GIVEN INSTRUCTION A —
Please copy out the passage of the DEPToolkit text starting at "Problem definition" and ending at "to evidentiary standards.".
GIVEN INSTRUCTION B —
According to the DEPToolkit text, what standard is used to identify all the material?
GIVEN INSTRUCTION C —
Write the next part of the DEPToolkit text, picking up after its last sentence.

PAGE TEXT —
____________

The DEPToolkit is a proof-of-concept software for researchers and small teams sifting through online material.
With only one click of the mouse, the material will be archived in a framework demonstrating chain of custody and stored durably. Once included in the growing database, users will be able to go back to search through and annotate the material, and to export working copies of said material for publication and dissemination.
A database built thusly can be handed to a prosecutor ten years down the line, and they will be able to say with mathematical certainty: “the material in this archive is identical and contemporary to the one saved at the time, ten years ago.”
Problem definition
What if digital evidence collected over a period of years, or even decades, wasn’t admissible in court because it had been improperly handled by individuals with nothing but the best intentions? In the absence of internationally recognised legal standards regarding how digital forms of evidence should be recorded, handled, and archived – future prosecution efforts remain in jeopardy.
As a journalist, I’ve seen first-hand how some of this evidence is weighed and cleared by legal departments. As co-founder of Airwars, a monitoring NGO, I’ve seen first-hand the steps we took to ensure our material wouldn’t disappear. And if my law studies serve me well: both the above fall short of what the courts may demand when it comes to evidentiary standards.
Enter, the Toolkit
We want this to be the plastic sealed bag in which evidence is deposited, and which is then kept under watch in an evidence room, where each access is tracked and reported in a log.
Our Toolkit does several things:
One click to preserve:
The Toolkit offers a one-click research tool preserving digital evidence through the web browser. The one-button browser extension delivers content to the self-hosted micro-service. No waiting, no series of things to click on. More time spent researching.
Future-proof archives and authenticity proof:
The Toolkit preserves a copy of the material as well as the proof of its authenticity. Future-proof offline copies are created, and their digital signatures immediately added to a remote immutable ledger. All the material is identified by SHA256, a U.S. federal government cryptography standard.

____________

COLLECTED DATA —
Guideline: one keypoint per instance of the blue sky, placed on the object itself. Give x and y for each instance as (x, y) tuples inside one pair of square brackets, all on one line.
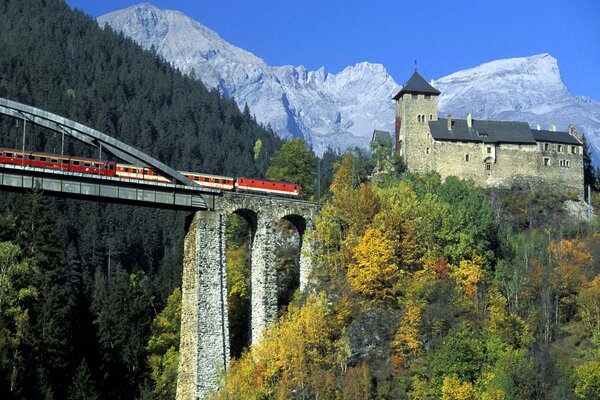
[(443, 36)]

____________

TASK RESPONSE A —
Problem definition
What if digital evidence collected over a period of years, or even decades, wasn’t admissible in court because it had been improperly handled by individuals with nothing but the best intentions? In the absence of internationally recognised legal standards regarding how digital forms of evidence should be recorded, handled, and archived – future prosecution efforts remain in jeopardy.
As a journalist, I’ve seen first-hand how some of this evidence is weighed and cleared by legal departments. As co-founder of Airwars, a monitoring NGO, I’ve seen first-hand the steps we took to ensure our material wouldn’t disappear. And if my law studies serve me well: both the above fall short of what the courts may demand when it comes to evidentiary standards.

TASK RESPONSE B —
SHA256, a U.S. federal government cryptography standard.

TASK RESPONSE C —
Your archive is yours: browse, annotate, export:
The Toolkit facilitates browsing the archive thus created, its annotation and metadata enrichment, as well as the export of working copies. All access and additions are added to the immutable log, accounted for, and replayable at will.
Lookup-and-prove: reverse verification of the custody
The Toolkit provides a “lookup-and-prove” mechanism demonstrating proper chain of custody of the material, for the case where a trove of documents has to be cross-checked against the Toolkit’s proof mechanisms.
Benefits
Our challenge with the Toolkit is to preserve a piece of evidence from the moment it reaches us. We’re dealing with after-the-fact research, as opposed to that coming straight from the field (see for example EyeWitness), a star-project proposing an end-to-end, camera-to-courtroom workflow).
As I wrote before:
“The Toolkit only addresses provenance and chain the custody from the moment of record. The content stored very well may be unauthentic, doctored, or fake – but with the Toolkit, it will be adequately preserved.”
There are several implications in terms of metadata:
- In addition to future-proof archives of webpages and screenshots, we’re capturing some metadata about pages and asking users about their potential needs beyond the obvious (think Google Analytics tracking codes, DNS records, etc.)
- This metadata is preserved and their unique signatures notarised in the immutable ledger we are using. This means that once written in the database, there is no lossy change possible aside from a complete deletion. Once again: we’re addressing chain of custody from the moment of record only.
- The centralised, Amazon Web Services-run ledger provides a hybrid method of trusted timestamping as per ANSI ASC X9.95 and ISO/IEC 18014: each insertion in and revision of the ledger has a timestamp, er, stamped on it by Amazon. It’s a feature, not a bug – and a highly desirable one with that.
We’re now able to verifiably demonstrate appropriate custody of an archived webpage from a point in time which could not have been faked.
Going forward
We’re working on a number of partnerships that aim to validate some of our assumptions.
From initial user interviews and contact with practitioners, we’ll now be working on two parallel tracks: the collaboration on collective datasets/cases, and the interoperability with other document management systems.
We’ll be offering assistance to pro bono law firms and vulnerable groups, including single victims self-documenting their troubles.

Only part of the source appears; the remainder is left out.